#### EXTRACTED TEXT

A cover crop’s roots and organic materials also loosen compacted soil and produce binding agents. These help soil filter water to plant roots and hold some of it there for later rather than pooling it on the surface or letting it run off, taking soil with it. 

Loosening up soil is especially important in suburban areas, where developers often use large equipment to remove topsoil and compact the remaining earth for stability before construction. Restoring soil health is also vital in gardens you’ve tilled repeatedly, a process that can inadvertently compact the deeper layers and disrupt the healthy, functioning environment of plants, soil, and microorganisms (aka the microbiome) closer to the surface

Instead of harvesting a cover crop, a farmer or gardener chooses the right time to terminate its growth. Depending on the plant family, the natural mulch that remains can also serve as a slow-release fertilizer. 

Ready to give cover cropping a try? Here’s how:

Step 1: Pick Your Season to Plant a Cover Crop

You can plant a cover crop almost any time in your growing season. A spring cover crop will do its magic while giving you a break from gardening in the hottest part of summer. A late summer or fall cover crop will take up nutrients that would otherwise leach off underground with rain and snowmelt. Some, like winter rye, will grow all winter long in warmer states and go dormant in colder ones, resuming their growth in early spring. Others, like oats, field peas, and annual rye, will die off but hold soil in place when the cold winds blow and serve as mulch for spring plantings.

Step 2: Choose a Garden Cover Crop

Many home garden centers have begun to carry seeds for garden cover crops. For even more options, check out a rural community feed and seed store that serves commercial fruit and vegetable growers, Enroth says. Staff at any location stocking cover crop seed will help you make the best choice.

If you’d rather learn and shop from your couch, start with the extension service website for your state or one nearby to find blogs and videos on how to select and manage a garden cover crop in your region. Already have a favorite seed catalog or website? Check there as well for cover crop options with detailed descriptions of their benefits and growing habits. 

I went with buckwheat, which flowers when few other plants are pollinating in my area and releases phosphorus to energize garden plantings. Enroth plants daikon radishes, or tillage turnips, in his Illinois garden to break up the soil structure for future potato crops. As a bonus, his kids like pulling up the roots of the cover crops to see who can find the biggest one.

Step 3: Plant Cover Crop Seeds

Planting most cover crops is a simple matter of scratching the soil with a garden rake or broad fork and broadcasting the seed by hand. Water your seeds with a light mist to avoid moving them around on the soil surface, which can leave bare spots.

I sowed my buckwheat in mid-May, just before my spring snap peas began to die back. Because my garden is beside the house and I wasn’t sure how a cover crop would look from the street, I planted four rows of Queen Lime zinnia seeds across the front of the bed. As an exercise in hope, I added a few hills of pumpkin seeds farther back, crossing my fingers that they would get a foothold among the buckwheat and take off later, after my cover crop’s job was done.

Enroth and his family plant their cover crop in late summer, scattering seed for oats and field peas under their garden’s canopy of tomatoes and peppers. Later, after they remove their summer veggie plants, the cover crops continue to thrive, dying off after a prolonged freeze and eliminating the need to terminate them in the spring.

########
#### SUPPLIED DATA

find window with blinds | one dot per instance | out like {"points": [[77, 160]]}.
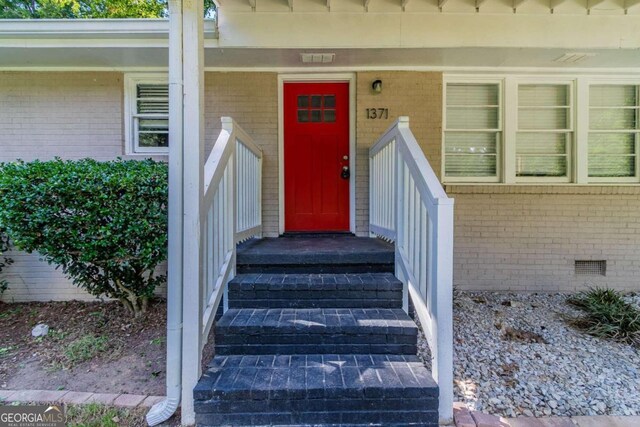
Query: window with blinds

########

#### TO BE DONE
A. Answer these questions from the cover crop text:
(i) What does Enroth plant in his Illinois garden to break up the soil structure for future potato crops?
(ii) When did the writer sow buckwheat?
(iii) Which cover crops does Enroth's family scatter under their tomatoes and peppers?
B. Reproduce everything in the cover crop text from "If you’d rather" down to "and growing habits.".
C. Carry the cover crop text on from where it stops.
The listing has no connection to the cover crop text.

#### TASK-BY-TASK RESULTS
A.
(i) Daikon radishes, or tillage turnips.
(ii) In mid-May.
(iii) Oats and field peas.

B.
If you’d rather learn and shop from your couch, start with the extension service website for your state or one nearby to find blogs and videos on how to select and manage a garden cover crop in your region. Already have a favorite seed catalog or website? Check there as well for cover crop options with detailed descriptions of their benefits and growing habits.

C.
Step 4: Scout Your Plants

The beauty of a cover crop is its self-sufficiency, but if you leave it to its own devices, its descendants might compete with the veggies or flowers you plant next year. To prevent your crop from setting seeds, you’ll need to scout it regularly so you can terminate its growth before the seeds ripen.

The task becomes a little trickier if you’re dedicated to feeding pollinators, because you’ll want to let those flowers bloom for a bit first. My buckwheat began flowering about a month after planting, but I was able to let it hum with bumble and native bees for almost two weeks before ending its growth. By then, the pumpkins I’d tucked in with the buckwheat were thriving, their leaves hovering over its flowers like big green platters. 

Step 5: Terminate Your Cover Crop

To end your crop’s growth, you’ll need to crimp (cut or break) the stems while leaving roots in the soil, where they will continue to build organic matter and release nutrients as they decompose. 

You can use a hedge trimmer to crimp buckwheat and other broadleaf plants. For grass crops like annual ryegrass, a weed whacker will do the job. A tougher grass like winter rye might require a brush cutter, which you can rent inexpensively from a hardware store or a tool library. If you interplant a vining or vegetable crop like I did, you can use a manual tool, like hedge or garden shears, to trim away the cover crop nearby.

You can also make a DIY tool for crimping cover crops. One of Enroth’s colleagues attaches a piece of angle iron to a 2 x 4, then uses it to smash down his cover crops with his foot. Another pulls his three kids on a plastic sled over his winter rye. As the plants are pushed over, they form a thick layer that distributes the kids’ weight evenly under the sled.

Whatever method you choose, take care to avoid compacting your soil by walking on it, especially when it’s wet. The average human heel in motion applies about 25 pounds per square inch, similar to the impact of a truck tire. 

You might be tempted to turn your “green manure” into the soil to encourage decomposition, but it’s not necessary and can disrupt the soil’s microbiome. Just leave the green stuff on top of the soil. It will dry and break down slowly, naturally nurturing the fruits, veggies, and other plants you want to grow there next season.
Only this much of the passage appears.